▸ Task directions
Write the next part of the Doomsday Book film review, picking up after its final sentence.
--- Passage for review Enclosed Below ---
Doomsday Book
Directed by Kim Jee-woon and Yim Pil-sung
Written by Kim Jee-woon and Yim Pil-sung
South Korea, 2012
How often do anthology films fully come together, with each part perfectly complimenting one another? The answer, despite however many times filmmakers attempt to construct them, is rarely. In fairness, the degree of difficult involved is high, with the creative teams having to come up with not one but multiple storylines, the themes and plot of which, as a requirement, must come together to form a whole, single cohesive project. Directors and screenwriters Kim Jee-woon and Yim Pil-sung make their challenge even taller by adopting as the overarching theme of their collaboration, Doomsday Book, the end of the world. Admirable as the challenge may be, it is the results which matter most. So how did they fair?
--- End of Enclosed Passage for review ---
--- Data records Enclosed Below ---
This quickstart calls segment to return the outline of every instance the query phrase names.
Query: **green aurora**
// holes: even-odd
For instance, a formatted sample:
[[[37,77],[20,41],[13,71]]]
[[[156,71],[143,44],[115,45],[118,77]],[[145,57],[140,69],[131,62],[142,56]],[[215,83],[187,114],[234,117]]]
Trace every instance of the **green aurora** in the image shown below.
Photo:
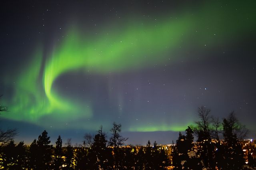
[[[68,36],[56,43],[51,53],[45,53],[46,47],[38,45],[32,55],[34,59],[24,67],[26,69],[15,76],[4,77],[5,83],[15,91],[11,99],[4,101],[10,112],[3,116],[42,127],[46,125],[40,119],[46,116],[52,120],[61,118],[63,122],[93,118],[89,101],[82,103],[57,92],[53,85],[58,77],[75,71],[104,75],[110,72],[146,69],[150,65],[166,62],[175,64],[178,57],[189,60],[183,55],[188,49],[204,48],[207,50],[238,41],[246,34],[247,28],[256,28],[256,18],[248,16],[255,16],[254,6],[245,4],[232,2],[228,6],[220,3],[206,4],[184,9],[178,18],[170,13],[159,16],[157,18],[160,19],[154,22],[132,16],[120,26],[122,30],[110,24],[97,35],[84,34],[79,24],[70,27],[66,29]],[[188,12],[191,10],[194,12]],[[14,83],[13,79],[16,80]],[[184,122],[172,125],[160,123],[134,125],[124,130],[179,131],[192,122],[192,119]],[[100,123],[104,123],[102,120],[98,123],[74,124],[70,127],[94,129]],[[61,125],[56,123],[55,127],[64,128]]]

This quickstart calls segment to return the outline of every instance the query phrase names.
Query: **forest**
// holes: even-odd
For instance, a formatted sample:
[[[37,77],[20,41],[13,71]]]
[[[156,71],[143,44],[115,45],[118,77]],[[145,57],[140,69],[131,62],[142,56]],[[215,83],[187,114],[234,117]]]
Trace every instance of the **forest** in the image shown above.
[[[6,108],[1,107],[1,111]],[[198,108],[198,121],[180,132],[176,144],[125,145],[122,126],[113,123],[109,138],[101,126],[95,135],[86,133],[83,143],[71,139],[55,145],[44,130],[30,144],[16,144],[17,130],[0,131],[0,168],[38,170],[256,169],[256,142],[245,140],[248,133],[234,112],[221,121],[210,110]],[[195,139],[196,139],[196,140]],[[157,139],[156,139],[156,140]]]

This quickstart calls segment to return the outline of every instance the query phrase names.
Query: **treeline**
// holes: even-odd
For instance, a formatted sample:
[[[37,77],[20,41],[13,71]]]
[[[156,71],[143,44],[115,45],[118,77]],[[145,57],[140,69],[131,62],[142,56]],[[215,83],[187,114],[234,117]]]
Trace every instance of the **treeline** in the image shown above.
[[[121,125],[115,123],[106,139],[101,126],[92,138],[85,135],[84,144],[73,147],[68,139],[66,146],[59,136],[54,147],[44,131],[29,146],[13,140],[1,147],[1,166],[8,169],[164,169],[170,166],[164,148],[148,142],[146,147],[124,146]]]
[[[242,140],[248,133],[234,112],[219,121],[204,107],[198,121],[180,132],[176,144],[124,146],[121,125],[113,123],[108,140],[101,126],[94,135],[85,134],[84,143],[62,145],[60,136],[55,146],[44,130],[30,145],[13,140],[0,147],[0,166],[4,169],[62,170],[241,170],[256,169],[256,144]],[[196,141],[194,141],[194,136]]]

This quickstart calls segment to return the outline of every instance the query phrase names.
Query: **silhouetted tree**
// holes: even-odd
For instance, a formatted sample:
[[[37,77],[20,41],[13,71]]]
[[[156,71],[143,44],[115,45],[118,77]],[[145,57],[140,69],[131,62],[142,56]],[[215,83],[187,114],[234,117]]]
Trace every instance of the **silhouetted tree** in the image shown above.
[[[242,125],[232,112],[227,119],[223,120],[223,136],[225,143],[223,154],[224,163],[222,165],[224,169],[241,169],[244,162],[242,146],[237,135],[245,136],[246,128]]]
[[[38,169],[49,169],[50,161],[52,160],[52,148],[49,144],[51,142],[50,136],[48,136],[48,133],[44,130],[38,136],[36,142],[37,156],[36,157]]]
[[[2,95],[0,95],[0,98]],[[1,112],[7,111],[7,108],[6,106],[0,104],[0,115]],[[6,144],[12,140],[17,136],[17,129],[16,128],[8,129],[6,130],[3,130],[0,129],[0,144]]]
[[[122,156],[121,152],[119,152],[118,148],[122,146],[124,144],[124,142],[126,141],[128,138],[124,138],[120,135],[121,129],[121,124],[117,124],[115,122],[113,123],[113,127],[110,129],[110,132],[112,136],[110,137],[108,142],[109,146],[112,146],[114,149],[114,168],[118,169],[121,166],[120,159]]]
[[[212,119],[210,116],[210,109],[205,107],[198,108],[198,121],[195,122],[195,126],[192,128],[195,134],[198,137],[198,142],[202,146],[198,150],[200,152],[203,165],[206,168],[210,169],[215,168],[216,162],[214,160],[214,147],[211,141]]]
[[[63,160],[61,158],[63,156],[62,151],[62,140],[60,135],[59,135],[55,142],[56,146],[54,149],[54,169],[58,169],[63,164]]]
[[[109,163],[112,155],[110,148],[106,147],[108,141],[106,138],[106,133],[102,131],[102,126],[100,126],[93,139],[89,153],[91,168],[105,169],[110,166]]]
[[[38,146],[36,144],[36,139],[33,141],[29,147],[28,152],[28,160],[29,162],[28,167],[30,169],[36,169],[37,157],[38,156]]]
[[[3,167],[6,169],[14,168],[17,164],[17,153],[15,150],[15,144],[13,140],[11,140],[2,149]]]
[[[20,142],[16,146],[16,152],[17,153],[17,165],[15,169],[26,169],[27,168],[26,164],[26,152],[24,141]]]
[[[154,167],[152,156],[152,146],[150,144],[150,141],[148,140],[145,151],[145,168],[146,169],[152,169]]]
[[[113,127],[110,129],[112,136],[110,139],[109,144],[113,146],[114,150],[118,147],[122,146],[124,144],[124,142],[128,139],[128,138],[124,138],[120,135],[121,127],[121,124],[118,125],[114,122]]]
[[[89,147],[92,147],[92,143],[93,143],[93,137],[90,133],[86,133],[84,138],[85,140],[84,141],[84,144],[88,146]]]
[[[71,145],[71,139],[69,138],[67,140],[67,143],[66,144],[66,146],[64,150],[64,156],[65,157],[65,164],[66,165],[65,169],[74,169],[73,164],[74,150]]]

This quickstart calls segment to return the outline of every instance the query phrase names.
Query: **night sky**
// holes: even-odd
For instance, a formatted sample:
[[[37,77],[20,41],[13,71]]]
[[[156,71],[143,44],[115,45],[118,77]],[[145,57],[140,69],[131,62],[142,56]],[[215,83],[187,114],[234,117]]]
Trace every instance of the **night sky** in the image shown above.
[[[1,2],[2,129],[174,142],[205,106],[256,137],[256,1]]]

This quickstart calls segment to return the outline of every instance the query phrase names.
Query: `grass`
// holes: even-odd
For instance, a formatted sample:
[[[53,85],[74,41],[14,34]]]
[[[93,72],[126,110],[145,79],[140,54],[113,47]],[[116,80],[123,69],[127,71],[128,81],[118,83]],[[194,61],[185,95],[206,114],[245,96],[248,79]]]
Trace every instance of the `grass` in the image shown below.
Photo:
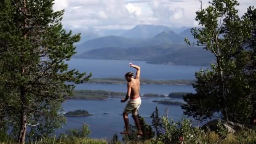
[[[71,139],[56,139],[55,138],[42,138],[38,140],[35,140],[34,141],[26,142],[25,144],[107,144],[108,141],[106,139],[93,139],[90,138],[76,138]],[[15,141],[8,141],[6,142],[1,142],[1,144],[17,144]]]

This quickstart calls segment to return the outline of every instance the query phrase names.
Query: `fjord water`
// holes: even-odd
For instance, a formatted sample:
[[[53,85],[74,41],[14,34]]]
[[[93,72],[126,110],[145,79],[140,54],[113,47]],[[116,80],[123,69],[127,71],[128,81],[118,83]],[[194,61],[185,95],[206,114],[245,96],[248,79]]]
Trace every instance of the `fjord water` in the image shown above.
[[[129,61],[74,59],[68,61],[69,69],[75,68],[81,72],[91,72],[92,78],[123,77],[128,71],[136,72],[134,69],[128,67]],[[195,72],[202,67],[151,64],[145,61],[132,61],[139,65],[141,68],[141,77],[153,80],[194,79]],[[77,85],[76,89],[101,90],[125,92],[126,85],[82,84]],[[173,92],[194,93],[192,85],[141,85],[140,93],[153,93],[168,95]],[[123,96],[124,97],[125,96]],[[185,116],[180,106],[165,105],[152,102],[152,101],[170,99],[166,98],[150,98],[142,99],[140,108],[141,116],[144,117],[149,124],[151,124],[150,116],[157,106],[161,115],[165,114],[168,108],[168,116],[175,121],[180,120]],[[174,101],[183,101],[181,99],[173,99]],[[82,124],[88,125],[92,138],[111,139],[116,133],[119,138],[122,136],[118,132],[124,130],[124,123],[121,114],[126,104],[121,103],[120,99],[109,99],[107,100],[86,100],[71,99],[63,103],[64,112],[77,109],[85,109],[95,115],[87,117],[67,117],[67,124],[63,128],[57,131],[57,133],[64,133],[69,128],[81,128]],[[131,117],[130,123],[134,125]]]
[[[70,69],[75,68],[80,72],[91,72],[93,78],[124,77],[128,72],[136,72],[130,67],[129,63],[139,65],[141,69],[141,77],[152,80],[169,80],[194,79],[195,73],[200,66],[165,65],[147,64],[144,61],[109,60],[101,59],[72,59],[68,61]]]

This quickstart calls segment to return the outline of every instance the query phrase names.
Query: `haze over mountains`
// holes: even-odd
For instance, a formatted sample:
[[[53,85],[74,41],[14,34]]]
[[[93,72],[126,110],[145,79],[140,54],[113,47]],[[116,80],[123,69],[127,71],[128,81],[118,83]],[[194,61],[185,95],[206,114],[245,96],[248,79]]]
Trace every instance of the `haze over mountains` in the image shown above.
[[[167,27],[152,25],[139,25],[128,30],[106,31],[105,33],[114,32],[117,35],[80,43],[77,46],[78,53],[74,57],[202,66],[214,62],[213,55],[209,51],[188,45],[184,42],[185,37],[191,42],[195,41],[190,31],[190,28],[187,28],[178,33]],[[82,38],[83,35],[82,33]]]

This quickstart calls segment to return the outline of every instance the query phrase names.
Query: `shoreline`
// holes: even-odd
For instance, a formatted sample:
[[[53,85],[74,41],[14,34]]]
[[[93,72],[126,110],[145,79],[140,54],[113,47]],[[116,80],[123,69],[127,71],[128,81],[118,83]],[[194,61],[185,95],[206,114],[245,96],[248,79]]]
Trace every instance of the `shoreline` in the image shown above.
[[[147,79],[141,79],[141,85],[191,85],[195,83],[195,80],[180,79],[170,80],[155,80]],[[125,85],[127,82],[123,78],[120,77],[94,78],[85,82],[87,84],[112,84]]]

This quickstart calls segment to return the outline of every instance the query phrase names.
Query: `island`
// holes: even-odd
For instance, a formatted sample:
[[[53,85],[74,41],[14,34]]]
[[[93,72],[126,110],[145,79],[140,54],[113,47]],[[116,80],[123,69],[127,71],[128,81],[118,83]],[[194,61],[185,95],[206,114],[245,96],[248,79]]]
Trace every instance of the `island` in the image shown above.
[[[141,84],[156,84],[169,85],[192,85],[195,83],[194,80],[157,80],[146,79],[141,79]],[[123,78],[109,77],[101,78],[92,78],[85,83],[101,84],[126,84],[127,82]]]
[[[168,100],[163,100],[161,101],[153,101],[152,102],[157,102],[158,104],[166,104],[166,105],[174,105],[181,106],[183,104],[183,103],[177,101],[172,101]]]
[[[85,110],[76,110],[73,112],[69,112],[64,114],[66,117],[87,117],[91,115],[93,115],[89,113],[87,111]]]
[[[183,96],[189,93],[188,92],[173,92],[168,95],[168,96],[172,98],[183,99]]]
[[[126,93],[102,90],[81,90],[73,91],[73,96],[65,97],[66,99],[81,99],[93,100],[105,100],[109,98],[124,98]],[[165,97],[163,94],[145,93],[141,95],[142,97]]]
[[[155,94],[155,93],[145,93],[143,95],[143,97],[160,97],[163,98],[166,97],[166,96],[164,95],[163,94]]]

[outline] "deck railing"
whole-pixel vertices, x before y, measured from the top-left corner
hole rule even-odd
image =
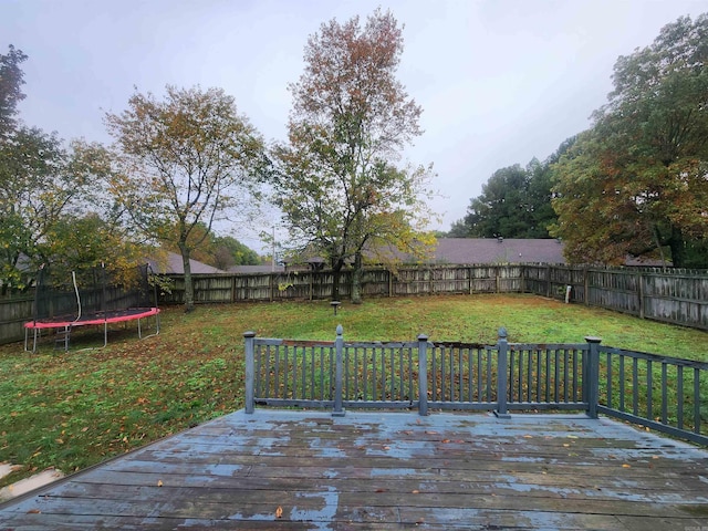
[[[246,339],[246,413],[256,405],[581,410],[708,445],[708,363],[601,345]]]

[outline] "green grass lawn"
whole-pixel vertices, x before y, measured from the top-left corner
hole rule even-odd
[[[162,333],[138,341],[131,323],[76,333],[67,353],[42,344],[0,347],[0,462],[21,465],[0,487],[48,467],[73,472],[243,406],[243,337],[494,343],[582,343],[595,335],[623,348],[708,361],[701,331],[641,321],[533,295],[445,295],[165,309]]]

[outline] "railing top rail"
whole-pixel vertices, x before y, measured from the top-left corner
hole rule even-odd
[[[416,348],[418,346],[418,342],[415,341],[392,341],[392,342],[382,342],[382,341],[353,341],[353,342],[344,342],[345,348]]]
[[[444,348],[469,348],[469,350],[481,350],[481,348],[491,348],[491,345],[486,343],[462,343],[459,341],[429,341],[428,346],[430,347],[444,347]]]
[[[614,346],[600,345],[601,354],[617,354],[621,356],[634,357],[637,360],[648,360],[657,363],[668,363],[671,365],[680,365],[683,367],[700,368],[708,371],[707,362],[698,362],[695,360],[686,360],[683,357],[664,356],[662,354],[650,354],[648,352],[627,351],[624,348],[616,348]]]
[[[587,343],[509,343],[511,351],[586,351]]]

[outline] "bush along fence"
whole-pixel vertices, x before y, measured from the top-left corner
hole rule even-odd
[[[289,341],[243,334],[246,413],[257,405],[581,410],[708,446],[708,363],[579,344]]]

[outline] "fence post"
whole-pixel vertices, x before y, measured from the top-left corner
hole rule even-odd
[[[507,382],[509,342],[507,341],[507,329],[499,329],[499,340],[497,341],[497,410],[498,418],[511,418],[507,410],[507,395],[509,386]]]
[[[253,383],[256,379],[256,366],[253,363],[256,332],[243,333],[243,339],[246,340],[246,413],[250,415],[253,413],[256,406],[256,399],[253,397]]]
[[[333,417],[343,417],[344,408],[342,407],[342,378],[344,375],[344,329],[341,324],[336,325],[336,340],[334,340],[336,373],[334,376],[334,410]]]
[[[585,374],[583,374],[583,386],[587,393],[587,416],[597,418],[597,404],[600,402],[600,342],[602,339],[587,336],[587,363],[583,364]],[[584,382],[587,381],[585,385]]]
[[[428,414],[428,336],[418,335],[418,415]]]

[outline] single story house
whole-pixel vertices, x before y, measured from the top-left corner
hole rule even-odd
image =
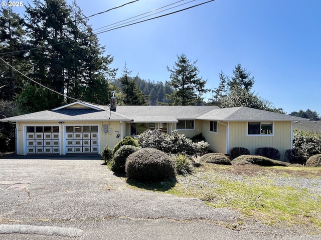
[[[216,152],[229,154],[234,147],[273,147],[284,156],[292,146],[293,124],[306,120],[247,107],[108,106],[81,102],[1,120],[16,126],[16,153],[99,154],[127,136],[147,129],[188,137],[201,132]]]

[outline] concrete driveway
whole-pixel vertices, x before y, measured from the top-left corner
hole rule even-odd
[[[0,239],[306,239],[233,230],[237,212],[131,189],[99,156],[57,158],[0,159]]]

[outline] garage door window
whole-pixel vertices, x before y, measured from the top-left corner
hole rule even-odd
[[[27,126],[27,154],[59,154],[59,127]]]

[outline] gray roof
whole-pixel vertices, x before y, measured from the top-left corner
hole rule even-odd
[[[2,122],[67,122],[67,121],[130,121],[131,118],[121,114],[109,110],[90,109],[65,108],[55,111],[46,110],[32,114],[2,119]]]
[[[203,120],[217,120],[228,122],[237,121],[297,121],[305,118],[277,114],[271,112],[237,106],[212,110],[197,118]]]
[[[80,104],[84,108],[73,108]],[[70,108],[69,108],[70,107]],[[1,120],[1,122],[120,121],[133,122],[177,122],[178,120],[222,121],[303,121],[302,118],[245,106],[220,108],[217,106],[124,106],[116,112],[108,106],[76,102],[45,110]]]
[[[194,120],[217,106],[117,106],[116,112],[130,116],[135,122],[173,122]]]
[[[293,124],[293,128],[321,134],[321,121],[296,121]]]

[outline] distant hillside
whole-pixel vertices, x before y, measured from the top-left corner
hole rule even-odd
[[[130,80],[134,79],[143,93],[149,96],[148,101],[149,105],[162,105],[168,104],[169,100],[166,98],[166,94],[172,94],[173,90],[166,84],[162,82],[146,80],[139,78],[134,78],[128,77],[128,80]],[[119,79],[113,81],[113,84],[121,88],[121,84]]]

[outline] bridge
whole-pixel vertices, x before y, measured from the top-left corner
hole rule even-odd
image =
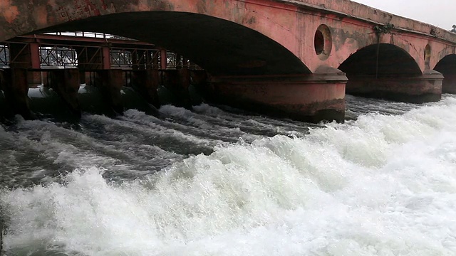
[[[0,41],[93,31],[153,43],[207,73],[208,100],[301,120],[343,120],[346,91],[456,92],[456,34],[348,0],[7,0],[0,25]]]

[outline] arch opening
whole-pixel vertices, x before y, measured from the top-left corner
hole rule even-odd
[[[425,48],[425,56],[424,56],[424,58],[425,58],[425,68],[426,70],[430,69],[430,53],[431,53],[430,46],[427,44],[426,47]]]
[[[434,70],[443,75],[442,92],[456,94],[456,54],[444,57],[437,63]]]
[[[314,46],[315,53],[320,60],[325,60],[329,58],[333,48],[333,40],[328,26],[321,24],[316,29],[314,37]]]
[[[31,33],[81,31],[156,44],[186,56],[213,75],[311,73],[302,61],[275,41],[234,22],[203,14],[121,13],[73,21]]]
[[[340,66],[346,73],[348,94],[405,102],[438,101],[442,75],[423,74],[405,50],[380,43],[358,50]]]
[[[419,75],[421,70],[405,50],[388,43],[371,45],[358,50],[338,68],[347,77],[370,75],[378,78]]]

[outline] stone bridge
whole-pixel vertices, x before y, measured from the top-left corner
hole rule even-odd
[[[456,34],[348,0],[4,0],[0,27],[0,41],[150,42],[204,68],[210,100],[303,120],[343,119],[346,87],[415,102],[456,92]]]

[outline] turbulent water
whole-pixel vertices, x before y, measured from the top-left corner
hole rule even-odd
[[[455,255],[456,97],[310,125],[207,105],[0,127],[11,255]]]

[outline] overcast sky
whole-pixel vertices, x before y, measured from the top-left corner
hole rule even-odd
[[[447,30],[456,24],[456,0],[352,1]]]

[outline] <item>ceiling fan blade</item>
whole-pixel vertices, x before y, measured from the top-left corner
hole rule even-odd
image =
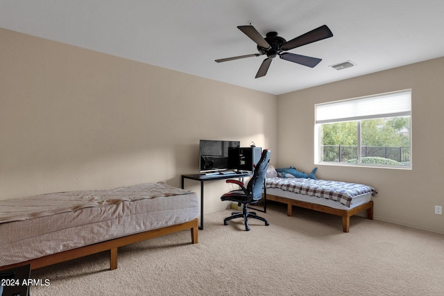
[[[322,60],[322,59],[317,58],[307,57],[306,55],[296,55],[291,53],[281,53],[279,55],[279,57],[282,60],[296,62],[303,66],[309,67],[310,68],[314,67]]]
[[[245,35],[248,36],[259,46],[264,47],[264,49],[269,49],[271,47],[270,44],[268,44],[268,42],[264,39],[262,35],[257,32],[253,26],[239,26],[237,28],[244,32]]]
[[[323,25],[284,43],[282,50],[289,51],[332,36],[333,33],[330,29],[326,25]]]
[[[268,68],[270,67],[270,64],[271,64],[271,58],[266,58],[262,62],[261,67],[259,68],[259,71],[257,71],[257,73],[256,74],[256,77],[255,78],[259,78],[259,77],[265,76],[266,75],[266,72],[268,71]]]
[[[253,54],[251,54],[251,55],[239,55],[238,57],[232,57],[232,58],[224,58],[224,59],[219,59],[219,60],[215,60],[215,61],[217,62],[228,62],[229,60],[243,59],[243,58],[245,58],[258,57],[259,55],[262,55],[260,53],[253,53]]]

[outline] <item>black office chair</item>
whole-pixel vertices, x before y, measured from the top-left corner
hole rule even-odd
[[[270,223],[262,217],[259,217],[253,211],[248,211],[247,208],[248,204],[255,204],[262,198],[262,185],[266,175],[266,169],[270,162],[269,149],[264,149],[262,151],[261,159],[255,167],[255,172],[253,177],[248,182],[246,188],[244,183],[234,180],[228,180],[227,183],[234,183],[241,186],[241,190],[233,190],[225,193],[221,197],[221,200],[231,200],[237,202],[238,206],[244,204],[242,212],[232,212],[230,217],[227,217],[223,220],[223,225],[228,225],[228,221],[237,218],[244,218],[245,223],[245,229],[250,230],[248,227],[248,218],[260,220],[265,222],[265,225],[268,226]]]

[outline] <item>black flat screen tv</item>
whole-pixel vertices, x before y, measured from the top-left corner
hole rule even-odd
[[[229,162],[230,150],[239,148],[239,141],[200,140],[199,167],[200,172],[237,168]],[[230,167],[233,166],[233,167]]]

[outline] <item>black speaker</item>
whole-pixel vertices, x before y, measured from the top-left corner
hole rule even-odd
--- End of Enclosed Data records ---
▸ Response area
Doomsday Book is sliced into three separate chapters, the first and third directed by Yim Pil-sung (who was kind enough to make the trip to the festival for the screening), with his compatriot Kim taking charge of the middle story. It opens with A Brave New World in which a young hopeful scientist (Ryu Seung-beom) house sits while his family is away. Little does he realize while taking out the garbage that the apple he tosses into the bag with all the other waste is startlingly unhealthy looking. The apple travels to the waste disposal plant, is tossed around here and there, and before anyone knows it, an infection begins to spread, turning people into flesh eating zombies, including the protagonist and the cute girl he takes on a date (Go Joon-hee).